(TAREFAS A REALIZAR)
**1)** No texto fornecido, que ator interpreta Cabeleira em O Matador?
**2)** Formata como lista numerada as linhas dos registos, a começar no início dos registos e a terminar na linha que contém "[[151, 90]]", ambas incluídas. Omite as linhas em branco e deixa as imagens de fora da resposta.

(TEXTO FORNECIDO)
Para quem se lembra de Abril Despedaçado, o filme que lançou Rodrigo Santoro internacionalmente, o western brasileiro não é propriamente uma surpresa. Afinal de contas, o Sertão da primeira metade do século passado e o antigo Oeste Selvagem não são muito diferentes: os caubóis americanos e os boiadeiros sertanejos são equivalentes, a paisagem rasteira, seca e árida é semelhante e ambos tiveram a sua quota parte de bandidagem e de conflitos resolvidos à lei da bala. Apenas a música é diferente: a folk americana é bem melhor que o forró sertanejo.
O Matador, realizado por Marcelo Galvão, é um western sertanejo que conta a história de Cabeleira (Diogo Morgado), o mais mortífero dos matadores, ou seja, assassinos a soldo, do Sertão dos anos 40. Cabeleira é-nos introduzido em tempo real por um tipo que, ao interpelar acidentalmente dois bandidos no meio do mato, é obrigado por estes a entrete-los com uma história.
O homem, qual Xerazade, conta então a história de como Cabeleira foi abandonado na mata quando bebé para morrer pelos pais que não tinham dinheiro para o alimentar e acabou criado por outro matador, Sete Orelhas (Deto Montenegro), no meio do campo, como um selvagem. Isso tornam-no rude, bruto e violento, ou seja, o matador ideal para Monsieur Blanchard (Ettine Chicot) e a sua esposa (Maria de Medeiros), os ricaços do vilarejo local, que mandam despachar todos os fazendeiros que não aceitam vender-lhes as suas terras. Imaginem que a Nell tinha sido descoberta no mato pelo Ichi, The Killer, e teríamos Cabeleira!

(DADOS A PROCESSAR)

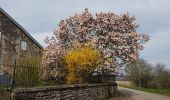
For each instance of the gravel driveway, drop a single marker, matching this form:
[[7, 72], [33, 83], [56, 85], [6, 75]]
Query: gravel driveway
[[130, 94]]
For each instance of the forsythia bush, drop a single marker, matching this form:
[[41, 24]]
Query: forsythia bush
[[81, 62]]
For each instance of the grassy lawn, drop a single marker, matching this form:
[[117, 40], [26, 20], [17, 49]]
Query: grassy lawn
[[157, 91]]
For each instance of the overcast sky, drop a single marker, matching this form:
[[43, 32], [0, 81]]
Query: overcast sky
[[40, 19]]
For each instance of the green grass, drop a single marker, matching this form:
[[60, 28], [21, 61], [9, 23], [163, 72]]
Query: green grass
[[151, 90]]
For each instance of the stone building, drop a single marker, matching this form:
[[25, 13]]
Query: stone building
[[15, 41]]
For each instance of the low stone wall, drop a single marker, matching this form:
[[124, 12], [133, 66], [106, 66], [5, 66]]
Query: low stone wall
[[67, 92]]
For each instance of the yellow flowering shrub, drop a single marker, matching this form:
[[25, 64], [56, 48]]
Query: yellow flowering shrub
[[81, 61]]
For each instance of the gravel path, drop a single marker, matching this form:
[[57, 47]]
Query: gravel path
[[130, 94]]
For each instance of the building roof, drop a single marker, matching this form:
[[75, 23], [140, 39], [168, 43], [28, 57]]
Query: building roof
[[19, 26]]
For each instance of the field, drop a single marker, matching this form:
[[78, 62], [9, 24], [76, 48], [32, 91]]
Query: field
[[127, 84]]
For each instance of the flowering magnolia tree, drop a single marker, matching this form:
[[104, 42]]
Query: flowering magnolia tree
[[113, 35]]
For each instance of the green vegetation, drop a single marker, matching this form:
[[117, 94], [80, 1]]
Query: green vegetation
[[152, 90]]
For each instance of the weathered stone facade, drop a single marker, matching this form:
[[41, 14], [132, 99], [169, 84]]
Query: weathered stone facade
[[67, 92], [11, 36]]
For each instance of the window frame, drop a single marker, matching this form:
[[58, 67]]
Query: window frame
[[23, 47]]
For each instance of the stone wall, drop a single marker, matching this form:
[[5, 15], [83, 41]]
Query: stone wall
[[67, 92], [11, 35]]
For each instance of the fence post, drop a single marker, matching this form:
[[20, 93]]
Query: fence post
[[12, 79]]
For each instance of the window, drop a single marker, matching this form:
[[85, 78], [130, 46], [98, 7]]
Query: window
[[23, 45]]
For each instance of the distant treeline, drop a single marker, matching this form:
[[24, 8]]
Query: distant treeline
[[143, 74]]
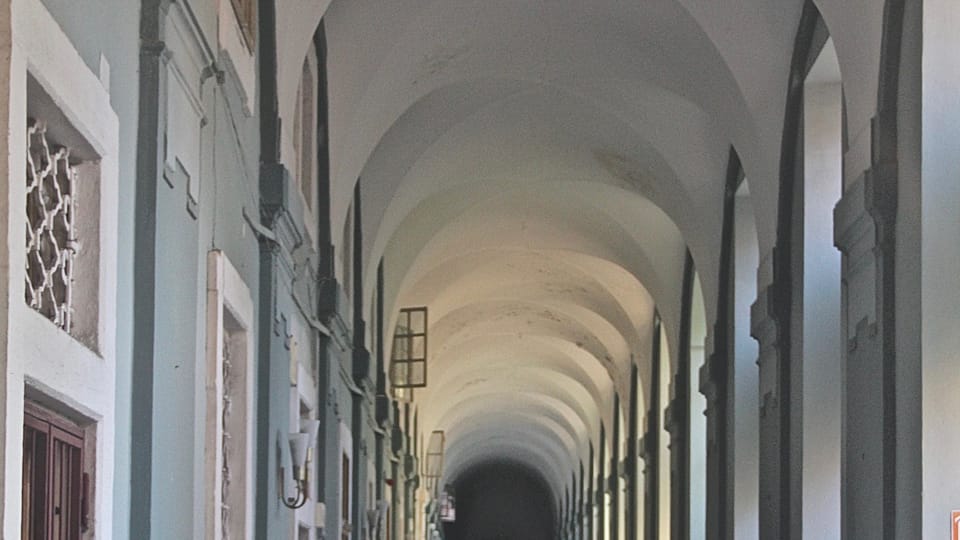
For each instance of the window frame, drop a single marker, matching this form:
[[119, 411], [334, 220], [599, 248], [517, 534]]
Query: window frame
[[246, 14], [407, 335]]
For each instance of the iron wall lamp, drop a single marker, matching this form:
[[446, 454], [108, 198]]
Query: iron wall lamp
[[301, 456]]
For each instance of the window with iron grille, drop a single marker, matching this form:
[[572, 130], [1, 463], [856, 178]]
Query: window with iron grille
[[62, 211], [55, 484], [246, 11], [408, 360]]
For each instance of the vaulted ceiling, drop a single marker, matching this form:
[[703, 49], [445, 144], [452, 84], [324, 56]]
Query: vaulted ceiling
[[534, 172]]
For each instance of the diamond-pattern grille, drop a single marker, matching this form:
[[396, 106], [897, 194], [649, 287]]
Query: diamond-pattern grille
[[51, 239]]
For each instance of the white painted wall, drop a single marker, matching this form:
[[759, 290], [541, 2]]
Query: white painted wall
[[698, 420], [941, 260], [35, 352], [822, 349], [746, 376]]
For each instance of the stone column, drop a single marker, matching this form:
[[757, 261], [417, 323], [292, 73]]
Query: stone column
[[864, 222]]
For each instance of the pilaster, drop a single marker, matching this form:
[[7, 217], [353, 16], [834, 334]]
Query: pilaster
[[864, 224]]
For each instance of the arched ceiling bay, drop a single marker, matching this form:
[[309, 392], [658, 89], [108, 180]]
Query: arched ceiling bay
[[533, 173]]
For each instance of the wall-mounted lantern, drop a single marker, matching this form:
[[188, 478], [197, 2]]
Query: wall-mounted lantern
[[301, 455]]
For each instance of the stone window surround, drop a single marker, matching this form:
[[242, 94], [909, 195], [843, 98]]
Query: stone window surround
[[227, 293], [39, 357]]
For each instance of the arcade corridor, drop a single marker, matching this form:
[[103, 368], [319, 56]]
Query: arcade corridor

(RESPOSTAS ESPERADAS)
**1)** Diogo Morgado.

**2)**
1. For each instance of the gravel driveway, drop a single marker, matching this form:
2. [[7, 72], [33, 83], [56, 85], [6, 75]]
3. Query: gravel driveway
4. [[130, 94]]
5. For each instance of the forsythia bush, drop a single marker, matching this form:
6. [[41, 24]]
7. Query: forsythia bush
8. [[81, 62]]
9. For each instance of the grassy lawn, drop a single marker, matching this form:
10. [[117, 40], [26, 20], [17, 49]]
11. Query: grassy lawn
12. [[157, 91]]
13. For each instance of the overcast sky, drop a single marker, matching this form:
14. [[43, 32], [0, 81]]
15. Query: overcast sky
16. [[40, 19]]
17. For each instance of the green grass, drop a single marker, matching this form:
18. [[60, 28], [21, 61], [9, 23], [163, 72]]
19. Query: green grass
20. [[151, 90]]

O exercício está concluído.